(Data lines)
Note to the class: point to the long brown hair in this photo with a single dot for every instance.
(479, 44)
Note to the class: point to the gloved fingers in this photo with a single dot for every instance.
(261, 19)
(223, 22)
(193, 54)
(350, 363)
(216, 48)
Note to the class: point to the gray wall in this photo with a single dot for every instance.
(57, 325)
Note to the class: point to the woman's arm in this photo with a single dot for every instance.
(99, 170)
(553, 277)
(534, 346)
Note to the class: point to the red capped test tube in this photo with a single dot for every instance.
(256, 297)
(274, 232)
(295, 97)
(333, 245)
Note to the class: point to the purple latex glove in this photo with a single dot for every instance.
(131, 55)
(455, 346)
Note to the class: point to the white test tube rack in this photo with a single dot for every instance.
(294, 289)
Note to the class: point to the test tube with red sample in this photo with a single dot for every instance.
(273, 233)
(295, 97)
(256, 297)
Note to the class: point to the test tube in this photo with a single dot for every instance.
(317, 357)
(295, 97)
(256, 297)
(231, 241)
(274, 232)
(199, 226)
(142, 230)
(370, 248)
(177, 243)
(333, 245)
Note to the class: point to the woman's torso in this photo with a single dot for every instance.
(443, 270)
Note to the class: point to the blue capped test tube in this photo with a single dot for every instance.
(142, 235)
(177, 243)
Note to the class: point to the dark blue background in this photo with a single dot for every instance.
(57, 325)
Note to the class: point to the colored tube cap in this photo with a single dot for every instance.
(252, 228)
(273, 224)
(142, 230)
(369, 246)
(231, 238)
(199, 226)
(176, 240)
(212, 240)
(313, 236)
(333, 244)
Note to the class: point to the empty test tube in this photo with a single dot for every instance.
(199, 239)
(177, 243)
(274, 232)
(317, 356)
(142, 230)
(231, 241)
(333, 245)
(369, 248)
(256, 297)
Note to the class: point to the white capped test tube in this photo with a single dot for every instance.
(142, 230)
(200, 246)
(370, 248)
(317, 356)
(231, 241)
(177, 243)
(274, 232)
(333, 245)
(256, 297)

• GOAL
Replace "single dot" with "single marker" everywhere in the listing, and write out every line of it again with nothing else changed.

• ANSWER BELOW
Note to the class: point to the long brown hair in this photo with a single marker for every instance.
(479, 44)
Note to the class: point to the gloved fingers in this photo with a single marker for every instance.
(261, 19)
(223, 22)
(193, 54)
(350, 363)
(216, 48)
Note to the class: point to the gray wall in this photo with a single marker for every instance.
(57, 325)
Note to the class: point to the woman's arm in this photo with a single marker for every instance.
(99, 170)
(553, 277)
(534, 346)
Note to the class: point to the red capped test tube in this photo with a single marker for every instance.
(256, 297)
(274, 232)
(295, 97)
(333, 245)
Note to the class: point to the purple latex glove in this photo with a single marker for every instance.
(131, 55)
(455, 346)
Note to the class: point to the white test tube rack in this photo with a single marker for every instance.
(294, 289)
Note to the class: point to the test tube with red sample in this photo with a single marker for every instance.
(273, 233)
(295, 97)
(256, 297)
Note to the class: point to the test tube in this photo with a single marker for every instance.
(317, 357)
(295, 97)
(256, 297)
(231, 241)
(274, 232)
(199, 226)
(142, 230)
(370, 248)
(177, 243)
(333, 245)
Note to the class: point to the woman's torso in this photo with a single marker for every instance.
(443, 270)
Note to the class: point to the blue capped test tube in this photo with a single marker for every instance.
(142, 235)
(177, 243)
Note to the class: point to the dark blue background in this photo with a single marker for every instance.
(57, 325)
Note to the class: point to the colored tube cap in this photo with a single marker for every instance.
(252, 228)
(273, 224)
(142, 230)
(369, 246)
(231, 238)
(199, 226)
(176, 240)
(212, 240)
(313, 236)
(333, 244)
Note to the class: point to the empty test tube in this photo with a single marker for every instance.
(199, 239)
(177, 243)
(274, 232)
(317, 356)
(142, 230)
(231, 241)
(333, 245)
(369, 248)
(256, 297)
Note to the class: point to the white capped test tube in this photo with a single marker for every instance.
(142, 230)
(200, 246)
(370, 248)
(317, 356)
(231, 241)
(177, 243)
(274, 232)
(333, 245)
(256, 297)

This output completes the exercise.